- [What to produce]
Please repeat the line that contains "Target: person with hood" and every line after it, exactly, through the end of the records.

- [Provided data]

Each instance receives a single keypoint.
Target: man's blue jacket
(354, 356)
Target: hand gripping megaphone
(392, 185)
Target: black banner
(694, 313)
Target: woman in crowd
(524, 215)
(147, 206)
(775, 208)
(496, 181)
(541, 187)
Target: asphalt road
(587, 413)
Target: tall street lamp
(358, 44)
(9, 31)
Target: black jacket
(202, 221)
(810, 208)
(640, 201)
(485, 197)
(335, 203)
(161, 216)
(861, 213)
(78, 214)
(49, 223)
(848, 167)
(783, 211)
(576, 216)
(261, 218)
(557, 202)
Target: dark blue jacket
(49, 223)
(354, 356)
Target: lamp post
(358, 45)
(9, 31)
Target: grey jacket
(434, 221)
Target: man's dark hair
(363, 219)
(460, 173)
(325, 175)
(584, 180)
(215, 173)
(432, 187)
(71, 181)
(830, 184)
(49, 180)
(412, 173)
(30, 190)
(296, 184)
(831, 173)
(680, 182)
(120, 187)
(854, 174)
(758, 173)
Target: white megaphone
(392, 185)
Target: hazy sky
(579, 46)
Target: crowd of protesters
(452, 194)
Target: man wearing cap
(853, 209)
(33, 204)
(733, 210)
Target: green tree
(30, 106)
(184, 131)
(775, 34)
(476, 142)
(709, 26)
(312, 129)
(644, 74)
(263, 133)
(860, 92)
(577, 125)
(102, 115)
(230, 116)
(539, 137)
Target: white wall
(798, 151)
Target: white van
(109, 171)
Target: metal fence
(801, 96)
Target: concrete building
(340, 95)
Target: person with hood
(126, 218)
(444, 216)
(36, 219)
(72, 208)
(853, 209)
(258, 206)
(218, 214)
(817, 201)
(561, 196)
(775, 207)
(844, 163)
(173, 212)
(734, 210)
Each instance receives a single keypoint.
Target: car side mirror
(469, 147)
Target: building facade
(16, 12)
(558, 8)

- [Result of this task]
Target: person with hood
(126, 218)
(444, 216)
(36, 219)
(72, 208)
(853, 209)
(258, 206)
(218, 214)
(817, 201)
(561, 196)
(775, 207)
(844, 163)
(173, 212)
(734, 210)
Each instance receives a single keypoint.
Target: car side mirror
(469, 147)
Target: building facade
(16, 12)
(558, 8)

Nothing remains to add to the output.